## REQUIREMENT:
Present each line of the entries below that holds the word "ridgeline".

#### TASK INPUT

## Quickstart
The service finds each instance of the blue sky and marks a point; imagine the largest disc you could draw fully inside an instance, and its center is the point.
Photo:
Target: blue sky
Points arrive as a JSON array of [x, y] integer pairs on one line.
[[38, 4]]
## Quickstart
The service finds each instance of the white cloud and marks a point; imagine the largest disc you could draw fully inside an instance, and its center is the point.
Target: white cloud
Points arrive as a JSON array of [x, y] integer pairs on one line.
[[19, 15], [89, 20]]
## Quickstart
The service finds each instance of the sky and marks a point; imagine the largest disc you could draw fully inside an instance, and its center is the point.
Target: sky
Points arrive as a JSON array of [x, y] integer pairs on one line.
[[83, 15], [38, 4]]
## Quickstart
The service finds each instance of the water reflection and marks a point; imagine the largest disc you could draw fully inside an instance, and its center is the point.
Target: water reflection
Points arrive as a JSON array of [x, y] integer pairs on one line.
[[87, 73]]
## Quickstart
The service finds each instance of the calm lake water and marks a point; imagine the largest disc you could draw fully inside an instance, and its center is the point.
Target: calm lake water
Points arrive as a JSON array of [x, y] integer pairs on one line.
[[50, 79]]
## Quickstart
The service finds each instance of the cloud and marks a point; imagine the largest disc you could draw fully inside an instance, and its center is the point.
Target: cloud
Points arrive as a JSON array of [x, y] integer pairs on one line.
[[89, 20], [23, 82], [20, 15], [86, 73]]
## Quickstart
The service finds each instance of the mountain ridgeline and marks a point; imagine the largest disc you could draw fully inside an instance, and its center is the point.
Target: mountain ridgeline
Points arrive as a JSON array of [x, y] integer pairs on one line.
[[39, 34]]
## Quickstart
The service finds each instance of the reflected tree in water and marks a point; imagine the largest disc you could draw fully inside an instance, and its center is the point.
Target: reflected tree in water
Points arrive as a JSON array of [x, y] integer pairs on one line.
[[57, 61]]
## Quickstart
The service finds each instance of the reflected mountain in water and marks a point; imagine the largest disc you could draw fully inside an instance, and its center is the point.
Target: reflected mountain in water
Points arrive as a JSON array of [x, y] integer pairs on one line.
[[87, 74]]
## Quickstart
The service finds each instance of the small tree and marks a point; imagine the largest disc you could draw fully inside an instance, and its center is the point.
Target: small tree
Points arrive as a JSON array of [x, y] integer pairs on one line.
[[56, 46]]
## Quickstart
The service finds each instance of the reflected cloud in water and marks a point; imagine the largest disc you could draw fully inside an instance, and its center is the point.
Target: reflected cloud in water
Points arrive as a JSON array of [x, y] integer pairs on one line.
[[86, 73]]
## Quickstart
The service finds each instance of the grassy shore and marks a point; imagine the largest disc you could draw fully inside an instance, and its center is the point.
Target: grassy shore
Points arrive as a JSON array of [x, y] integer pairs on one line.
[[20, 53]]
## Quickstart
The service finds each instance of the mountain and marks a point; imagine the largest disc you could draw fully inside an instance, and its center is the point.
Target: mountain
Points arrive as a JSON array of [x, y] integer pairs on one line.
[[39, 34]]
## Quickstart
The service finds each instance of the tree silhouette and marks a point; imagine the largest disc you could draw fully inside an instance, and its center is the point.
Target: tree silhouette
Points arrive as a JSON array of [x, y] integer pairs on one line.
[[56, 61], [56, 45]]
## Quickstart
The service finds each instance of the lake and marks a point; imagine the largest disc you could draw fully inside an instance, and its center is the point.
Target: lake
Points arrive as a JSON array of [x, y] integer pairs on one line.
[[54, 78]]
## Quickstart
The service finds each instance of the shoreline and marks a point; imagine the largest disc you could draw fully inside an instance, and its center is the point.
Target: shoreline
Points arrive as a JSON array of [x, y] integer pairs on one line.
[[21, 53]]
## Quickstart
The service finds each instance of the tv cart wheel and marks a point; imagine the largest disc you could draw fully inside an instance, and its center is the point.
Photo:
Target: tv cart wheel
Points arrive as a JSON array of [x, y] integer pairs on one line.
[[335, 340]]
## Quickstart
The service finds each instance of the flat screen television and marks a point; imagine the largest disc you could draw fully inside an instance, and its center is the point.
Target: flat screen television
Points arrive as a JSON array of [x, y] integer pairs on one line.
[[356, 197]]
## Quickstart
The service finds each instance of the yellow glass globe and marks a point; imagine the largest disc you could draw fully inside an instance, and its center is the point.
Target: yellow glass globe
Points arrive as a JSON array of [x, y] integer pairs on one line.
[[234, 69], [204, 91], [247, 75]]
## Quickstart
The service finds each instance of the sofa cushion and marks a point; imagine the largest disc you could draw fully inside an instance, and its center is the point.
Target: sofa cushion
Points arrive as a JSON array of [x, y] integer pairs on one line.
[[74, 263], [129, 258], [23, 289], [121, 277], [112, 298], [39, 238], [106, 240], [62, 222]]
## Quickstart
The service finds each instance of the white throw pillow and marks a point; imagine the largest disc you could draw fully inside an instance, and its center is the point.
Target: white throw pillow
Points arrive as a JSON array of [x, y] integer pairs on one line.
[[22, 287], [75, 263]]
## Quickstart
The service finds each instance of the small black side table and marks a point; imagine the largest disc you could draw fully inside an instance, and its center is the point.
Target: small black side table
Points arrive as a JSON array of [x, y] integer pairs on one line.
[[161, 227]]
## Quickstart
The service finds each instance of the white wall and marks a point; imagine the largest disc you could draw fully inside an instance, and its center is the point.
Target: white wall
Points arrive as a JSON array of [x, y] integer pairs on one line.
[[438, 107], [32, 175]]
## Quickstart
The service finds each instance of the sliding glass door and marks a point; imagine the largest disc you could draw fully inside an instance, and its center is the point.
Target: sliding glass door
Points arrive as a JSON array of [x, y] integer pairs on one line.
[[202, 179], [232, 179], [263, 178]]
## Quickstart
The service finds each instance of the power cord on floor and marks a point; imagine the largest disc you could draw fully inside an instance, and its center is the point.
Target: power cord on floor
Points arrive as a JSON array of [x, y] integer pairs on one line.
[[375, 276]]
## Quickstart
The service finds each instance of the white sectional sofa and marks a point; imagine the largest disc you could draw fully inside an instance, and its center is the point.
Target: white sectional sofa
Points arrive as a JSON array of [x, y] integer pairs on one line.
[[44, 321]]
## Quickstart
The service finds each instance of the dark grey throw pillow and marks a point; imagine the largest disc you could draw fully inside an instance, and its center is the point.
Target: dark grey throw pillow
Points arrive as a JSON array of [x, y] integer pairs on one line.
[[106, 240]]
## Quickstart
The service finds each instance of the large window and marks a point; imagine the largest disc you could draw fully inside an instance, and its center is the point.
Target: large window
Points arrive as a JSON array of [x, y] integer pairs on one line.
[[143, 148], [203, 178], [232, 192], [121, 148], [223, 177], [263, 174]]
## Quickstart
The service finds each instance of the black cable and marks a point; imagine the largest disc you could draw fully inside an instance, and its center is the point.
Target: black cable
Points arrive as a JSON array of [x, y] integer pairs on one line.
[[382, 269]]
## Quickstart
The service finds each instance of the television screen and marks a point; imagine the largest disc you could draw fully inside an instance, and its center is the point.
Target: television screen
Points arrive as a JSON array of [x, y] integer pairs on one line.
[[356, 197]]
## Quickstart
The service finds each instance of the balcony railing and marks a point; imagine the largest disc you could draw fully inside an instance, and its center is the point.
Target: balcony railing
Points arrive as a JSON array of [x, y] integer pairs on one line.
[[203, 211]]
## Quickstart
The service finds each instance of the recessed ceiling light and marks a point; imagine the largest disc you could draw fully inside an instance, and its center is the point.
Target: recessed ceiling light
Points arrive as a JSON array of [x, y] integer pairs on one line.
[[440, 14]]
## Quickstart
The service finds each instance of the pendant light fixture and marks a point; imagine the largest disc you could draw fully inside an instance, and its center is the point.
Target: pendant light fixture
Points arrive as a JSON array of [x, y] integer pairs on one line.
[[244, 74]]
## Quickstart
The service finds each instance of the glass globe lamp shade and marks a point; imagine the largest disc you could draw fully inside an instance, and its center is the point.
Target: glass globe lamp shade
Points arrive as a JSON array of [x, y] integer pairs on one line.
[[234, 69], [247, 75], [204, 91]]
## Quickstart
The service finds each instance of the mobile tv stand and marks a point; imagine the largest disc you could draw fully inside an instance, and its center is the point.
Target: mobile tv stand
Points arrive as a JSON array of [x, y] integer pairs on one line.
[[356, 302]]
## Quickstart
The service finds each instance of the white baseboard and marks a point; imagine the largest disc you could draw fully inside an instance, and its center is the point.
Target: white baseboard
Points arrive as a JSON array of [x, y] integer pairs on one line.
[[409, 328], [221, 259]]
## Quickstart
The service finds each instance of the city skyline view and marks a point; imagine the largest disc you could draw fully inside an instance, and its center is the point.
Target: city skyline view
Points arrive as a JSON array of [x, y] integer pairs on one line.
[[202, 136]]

########

## REPLY TO THE TASK:
The service finds each instance of the mountain ridgeline and marks a point; imagine the largest disc you could draw fully inside an instance, and its center is the point.
Target: mountain ridgeline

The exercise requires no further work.